*What you are asked to do*. When you reach the line containing "Could you spot the white", begin copying exactly, and keep going through the last line of the records below, copying nothing before it.

---*---

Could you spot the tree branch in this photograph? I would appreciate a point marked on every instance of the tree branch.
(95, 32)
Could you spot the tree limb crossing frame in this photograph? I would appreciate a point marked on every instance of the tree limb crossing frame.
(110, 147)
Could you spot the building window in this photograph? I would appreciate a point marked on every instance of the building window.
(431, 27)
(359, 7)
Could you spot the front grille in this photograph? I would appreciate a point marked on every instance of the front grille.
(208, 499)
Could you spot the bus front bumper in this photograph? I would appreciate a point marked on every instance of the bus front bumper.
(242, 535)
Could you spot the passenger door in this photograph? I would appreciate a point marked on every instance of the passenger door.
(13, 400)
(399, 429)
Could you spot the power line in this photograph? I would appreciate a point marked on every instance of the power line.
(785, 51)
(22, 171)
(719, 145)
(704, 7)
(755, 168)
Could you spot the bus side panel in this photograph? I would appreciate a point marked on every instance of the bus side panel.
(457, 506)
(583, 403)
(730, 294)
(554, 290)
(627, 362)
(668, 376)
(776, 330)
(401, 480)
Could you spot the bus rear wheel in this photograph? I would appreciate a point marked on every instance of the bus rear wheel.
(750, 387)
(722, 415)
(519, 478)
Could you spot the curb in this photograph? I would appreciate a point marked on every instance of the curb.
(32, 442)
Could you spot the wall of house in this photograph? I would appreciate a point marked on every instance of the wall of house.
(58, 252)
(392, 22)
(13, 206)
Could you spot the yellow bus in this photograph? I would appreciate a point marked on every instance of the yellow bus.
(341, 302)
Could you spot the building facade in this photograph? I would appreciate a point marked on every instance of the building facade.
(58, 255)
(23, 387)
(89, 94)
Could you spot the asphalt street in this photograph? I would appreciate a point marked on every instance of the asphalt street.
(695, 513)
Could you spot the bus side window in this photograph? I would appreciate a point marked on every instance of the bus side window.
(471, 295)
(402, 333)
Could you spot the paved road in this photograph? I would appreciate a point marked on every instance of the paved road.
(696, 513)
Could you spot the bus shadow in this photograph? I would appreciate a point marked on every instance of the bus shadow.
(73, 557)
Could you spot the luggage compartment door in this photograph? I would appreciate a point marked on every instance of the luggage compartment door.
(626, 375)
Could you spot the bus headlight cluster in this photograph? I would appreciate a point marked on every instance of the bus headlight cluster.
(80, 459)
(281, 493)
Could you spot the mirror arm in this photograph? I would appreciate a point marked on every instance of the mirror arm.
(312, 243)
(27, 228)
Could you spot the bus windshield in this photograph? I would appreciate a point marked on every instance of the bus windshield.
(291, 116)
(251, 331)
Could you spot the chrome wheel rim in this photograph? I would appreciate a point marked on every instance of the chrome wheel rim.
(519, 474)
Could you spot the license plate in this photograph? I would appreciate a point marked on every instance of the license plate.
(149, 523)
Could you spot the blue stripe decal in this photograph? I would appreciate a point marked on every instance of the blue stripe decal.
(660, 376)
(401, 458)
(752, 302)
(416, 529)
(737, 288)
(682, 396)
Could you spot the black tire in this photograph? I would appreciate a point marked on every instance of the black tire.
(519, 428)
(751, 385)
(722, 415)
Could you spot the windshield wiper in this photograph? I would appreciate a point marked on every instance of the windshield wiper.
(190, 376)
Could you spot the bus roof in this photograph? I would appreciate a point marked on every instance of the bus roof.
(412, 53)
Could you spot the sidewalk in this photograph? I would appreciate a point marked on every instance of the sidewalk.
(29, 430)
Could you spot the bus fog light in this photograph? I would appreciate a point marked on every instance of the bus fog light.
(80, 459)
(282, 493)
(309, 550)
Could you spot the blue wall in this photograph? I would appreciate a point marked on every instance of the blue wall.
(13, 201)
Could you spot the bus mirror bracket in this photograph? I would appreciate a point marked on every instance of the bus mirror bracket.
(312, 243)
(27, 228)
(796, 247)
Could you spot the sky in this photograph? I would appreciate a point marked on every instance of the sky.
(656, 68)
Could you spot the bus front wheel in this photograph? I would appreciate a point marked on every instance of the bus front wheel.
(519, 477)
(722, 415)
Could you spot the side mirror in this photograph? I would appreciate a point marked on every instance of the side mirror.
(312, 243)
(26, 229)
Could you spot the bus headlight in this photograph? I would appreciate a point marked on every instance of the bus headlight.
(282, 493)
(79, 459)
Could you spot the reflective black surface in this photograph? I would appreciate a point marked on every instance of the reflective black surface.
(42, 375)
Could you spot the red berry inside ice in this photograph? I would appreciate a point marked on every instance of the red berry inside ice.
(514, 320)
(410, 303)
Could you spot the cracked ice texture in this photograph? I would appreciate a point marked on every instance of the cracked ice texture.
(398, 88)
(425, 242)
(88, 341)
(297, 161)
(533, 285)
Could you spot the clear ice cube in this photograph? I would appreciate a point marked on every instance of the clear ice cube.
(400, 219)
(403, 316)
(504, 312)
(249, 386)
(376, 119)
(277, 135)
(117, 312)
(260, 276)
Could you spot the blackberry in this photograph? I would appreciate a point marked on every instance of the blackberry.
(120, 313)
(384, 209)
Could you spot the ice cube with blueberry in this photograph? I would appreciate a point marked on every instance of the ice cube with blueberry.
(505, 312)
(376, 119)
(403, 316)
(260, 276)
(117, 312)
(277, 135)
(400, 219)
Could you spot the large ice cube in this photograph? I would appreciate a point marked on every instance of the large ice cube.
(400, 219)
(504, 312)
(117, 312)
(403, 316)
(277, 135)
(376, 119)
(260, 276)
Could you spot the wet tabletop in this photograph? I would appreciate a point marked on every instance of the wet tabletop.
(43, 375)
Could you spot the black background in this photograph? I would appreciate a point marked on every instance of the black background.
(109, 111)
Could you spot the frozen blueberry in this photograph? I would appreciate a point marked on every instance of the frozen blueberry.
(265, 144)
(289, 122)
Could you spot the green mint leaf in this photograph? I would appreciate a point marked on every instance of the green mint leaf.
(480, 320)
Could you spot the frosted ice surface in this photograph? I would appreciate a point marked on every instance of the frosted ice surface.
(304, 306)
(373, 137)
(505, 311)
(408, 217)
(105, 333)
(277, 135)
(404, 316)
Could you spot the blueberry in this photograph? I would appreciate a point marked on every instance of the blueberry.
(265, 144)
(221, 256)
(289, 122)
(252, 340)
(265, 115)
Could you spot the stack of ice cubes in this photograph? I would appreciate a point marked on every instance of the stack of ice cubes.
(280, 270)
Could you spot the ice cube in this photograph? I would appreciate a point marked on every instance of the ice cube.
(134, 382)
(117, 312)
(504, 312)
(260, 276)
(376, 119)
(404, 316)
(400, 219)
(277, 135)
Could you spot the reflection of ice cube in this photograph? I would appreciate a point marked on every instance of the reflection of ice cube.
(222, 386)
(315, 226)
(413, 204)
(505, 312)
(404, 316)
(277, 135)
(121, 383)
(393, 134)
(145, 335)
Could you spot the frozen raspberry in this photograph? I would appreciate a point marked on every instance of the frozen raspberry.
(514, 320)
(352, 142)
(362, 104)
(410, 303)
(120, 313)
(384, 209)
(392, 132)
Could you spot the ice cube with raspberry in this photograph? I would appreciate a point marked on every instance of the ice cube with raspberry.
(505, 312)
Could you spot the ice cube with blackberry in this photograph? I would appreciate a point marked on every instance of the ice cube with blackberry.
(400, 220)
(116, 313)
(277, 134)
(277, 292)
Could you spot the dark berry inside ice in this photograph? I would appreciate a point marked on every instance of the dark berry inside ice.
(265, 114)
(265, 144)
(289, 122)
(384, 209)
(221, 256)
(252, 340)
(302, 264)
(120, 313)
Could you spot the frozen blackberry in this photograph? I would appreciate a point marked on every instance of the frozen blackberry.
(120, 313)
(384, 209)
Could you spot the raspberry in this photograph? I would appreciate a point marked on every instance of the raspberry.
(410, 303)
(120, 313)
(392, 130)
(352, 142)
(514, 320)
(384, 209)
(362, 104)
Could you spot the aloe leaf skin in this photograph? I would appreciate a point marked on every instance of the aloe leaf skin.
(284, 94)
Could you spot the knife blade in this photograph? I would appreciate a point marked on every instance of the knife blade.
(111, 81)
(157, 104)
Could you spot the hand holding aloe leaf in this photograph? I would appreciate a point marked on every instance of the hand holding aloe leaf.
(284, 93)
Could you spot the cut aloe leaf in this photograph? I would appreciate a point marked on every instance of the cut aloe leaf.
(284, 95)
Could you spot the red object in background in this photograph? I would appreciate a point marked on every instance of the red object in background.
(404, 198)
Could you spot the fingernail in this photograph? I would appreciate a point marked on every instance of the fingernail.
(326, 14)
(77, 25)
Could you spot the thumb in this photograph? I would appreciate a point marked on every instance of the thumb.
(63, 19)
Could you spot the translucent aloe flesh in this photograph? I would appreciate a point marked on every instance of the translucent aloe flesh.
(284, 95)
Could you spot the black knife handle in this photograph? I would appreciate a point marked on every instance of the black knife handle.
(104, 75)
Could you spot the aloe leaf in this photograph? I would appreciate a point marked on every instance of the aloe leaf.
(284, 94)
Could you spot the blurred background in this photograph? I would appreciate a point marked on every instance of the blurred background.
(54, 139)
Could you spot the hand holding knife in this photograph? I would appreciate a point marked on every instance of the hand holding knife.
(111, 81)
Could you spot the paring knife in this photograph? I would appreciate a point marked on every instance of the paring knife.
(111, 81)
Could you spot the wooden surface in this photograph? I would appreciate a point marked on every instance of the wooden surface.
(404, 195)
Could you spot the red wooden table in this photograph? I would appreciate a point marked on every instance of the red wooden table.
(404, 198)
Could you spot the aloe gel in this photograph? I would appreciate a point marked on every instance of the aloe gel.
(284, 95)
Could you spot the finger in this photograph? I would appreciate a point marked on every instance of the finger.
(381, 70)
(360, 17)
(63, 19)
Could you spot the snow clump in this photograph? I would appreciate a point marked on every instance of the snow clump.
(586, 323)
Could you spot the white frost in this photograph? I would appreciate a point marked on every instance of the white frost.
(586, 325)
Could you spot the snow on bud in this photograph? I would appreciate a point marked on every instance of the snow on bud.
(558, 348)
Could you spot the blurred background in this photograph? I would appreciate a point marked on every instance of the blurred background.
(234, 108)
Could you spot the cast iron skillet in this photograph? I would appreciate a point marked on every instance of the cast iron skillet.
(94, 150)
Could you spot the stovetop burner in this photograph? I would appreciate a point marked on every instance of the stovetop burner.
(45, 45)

---*---

*Task response*.
Could you spot the white frost in this photograph? I would appreciate a point marked on every instance of the white frost.
(586, 325)
Could you spot the snow on bud in this photograph? I would appreciate a point marked on every instance of the snow on bud.
(558, 348)
Could you spot the blurred background in this photograph? I would appreciate a point marked on every instance of the blurred background.
(234, 108)
Could you spot the cast iron skillet in this photograph? I would appreciate a point marked on every instance of the cast iron skillet.
(94, 150)
Could you spot the stovetop burner in this photograph? I would appreciate a point marked on every instance of the stovetop burner.
(45, 45)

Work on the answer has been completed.